= Vorgegebener Text =
....

Der Unterschied zwischen Lean und Agilität

Was ist eigentlich genau der Unterschied zwischen Lean und Agilität?

Unterschied Lean Agilität

Der übliche Bezug auf (schlechte) Filme #

Wenig wird in unserer Welt voll Buzzwords öfter und lieber miteinander verwechselt, vermischt, verstrudelt, vernudelt, verwalkt, als zwei Begrifflichkeiten:

Lean und Agilität.

Wenn es um diese beiden geht, haben wir sehr oft ein ähnlich chaotisches Chaos wie die Proponenten und Koffer von What’s Up, Doc?. Und ähnlich wie der Richter gegen Ende des Films, stehen wir vor der Herkulesaufgabe, das ganze Kuddelmuddel zu entwirren. Aber wir haben ja unsere Geheimwaffe: Definitionen. Die haben uns in der Vergangenheit oft geholfen und die helfen uns auch hier. Also lasst uns mal definieren. (Und wer das schon immer mal wissen wollte: das Wort definieren kommt von lateinisch definire. Das wiederum setzt sich aus dem Präfix de-, mit der Bedeutung “ab-” und dem Wort finire, begrenzen oder beenden, zusammen. Das vergessen wir aber ganz schnell wieder, damit wir in unserem Kopf Platz für die wirklich wichtigen Dinge haben. Wie zum Beispiel die folgenden Zeilen.)

....

= Übersicht der Zeilen =
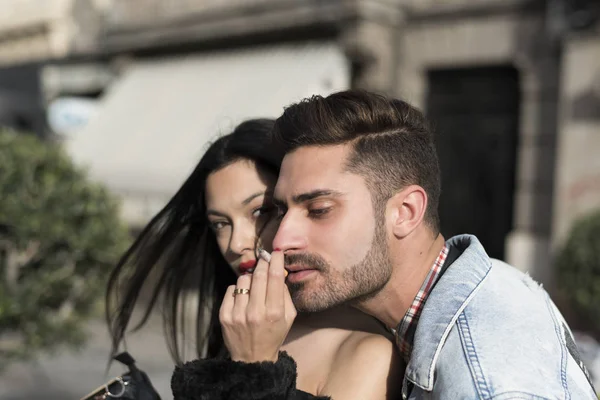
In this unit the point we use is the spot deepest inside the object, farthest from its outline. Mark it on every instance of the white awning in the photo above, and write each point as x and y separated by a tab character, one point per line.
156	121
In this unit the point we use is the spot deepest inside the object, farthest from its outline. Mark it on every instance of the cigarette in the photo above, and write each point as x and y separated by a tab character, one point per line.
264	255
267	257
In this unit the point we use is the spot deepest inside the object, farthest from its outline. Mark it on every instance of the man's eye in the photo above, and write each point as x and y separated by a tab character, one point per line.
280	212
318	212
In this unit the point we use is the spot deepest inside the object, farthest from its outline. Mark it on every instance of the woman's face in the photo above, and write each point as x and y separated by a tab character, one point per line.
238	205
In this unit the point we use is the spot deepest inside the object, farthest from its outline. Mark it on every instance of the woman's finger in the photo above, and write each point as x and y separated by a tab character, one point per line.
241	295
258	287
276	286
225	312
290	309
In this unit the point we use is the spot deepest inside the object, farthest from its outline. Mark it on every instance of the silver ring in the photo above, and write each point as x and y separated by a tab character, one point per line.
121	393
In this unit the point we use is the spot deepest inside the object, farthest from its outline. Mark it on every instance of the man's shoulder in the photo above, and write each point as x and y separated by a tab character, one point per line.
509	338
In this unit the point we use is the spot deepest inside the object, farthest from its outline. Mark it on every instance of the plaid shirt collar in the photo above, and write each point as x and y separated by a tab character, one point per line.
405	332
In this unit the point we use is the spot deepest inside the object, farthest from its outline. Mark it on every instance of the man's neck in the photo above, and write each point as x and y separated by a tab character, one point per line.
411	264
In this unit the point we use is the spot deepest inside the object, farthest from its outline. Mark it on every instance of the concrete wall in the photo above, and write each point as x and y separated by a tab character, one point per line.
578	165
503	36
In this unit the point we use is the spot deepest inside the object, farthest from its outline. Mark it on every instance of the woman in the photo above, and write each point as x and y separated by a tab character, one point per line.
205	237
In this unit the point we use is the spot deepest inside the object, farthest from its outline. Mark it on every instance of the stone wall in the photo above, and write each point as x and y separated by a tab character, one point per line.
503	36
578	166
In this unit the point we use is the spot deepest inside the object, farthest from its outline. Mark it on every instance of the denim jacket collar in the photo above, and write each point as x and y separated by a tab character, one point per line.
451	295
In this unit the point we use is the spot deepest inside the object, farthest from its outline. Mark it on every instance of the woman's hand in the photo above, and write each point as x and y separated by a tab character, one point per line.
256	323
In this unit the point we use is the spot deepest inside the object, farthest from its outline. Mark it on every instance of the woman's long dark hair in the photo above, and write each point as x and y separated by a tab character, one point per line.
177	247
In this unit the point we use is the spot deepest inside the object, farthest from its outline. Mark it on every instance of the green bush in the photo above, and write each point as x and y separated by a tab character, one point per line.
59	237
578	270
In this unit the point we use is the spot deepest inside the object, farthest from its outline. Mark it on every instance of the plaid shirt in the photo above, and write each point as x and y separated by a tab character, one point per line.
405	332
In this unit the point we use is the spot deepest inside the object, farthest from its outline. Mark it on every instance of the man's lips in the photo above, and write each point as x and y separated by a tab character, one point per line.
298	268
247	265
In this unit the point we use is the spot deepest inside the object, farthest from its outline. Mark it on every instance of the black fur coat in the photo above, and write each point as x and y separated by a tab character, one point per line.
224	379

....

= Was zu tun ist =
A. Beantworte zum Text über Lean und Agilität diese Fragen:
(i) Welche zwei Begriffe werden laut Text besonders oft verwechselt und vermischt?
(ii) Auf welchen Film bezieht sich der Text beim Vergleich mit dem Chaos?
(iii) Was bedeutet das lateinische Wort „finire“ laut Text?
B. Führe den Text über Lean und Agilität nach seinem letzten Satz weiter.
Die Zeilen oben werden hier nicht gebraucht.

= Antworten je Aufgabe =
A.
(i) Lean und Agilität.
(ii) Auf „What’s Up, Doc?“.
(iii) Begrenzen oder beenden.

B.
So viele Agilitäten #

Wie sehen sie also aus, die Definitionen von Agilität und Lean. Gleich bei der Agilität wird das schon mal recht kompliziert. Auch hier haben wir eine Wortherkunft aus dem Lateinischen. Agilitas, die Beweglichkeit, die Schnelligkeit. Das sagt uns in unserem Kontext genau nichts. Und eigentlich sagt uns das in unserem Kontext auch alles. Wir müssen es nur filetieren. Von welcher Agilität sprechen wir, wenn wir das Wort verwenden? Wenn ich die vielen Varianten, die in unserem Umfeld (also der Geschäftswelt) so um uns herumschwirren, so weit herunter breche wie es nur geht, dann komme ich auf drei relevante Spielarten.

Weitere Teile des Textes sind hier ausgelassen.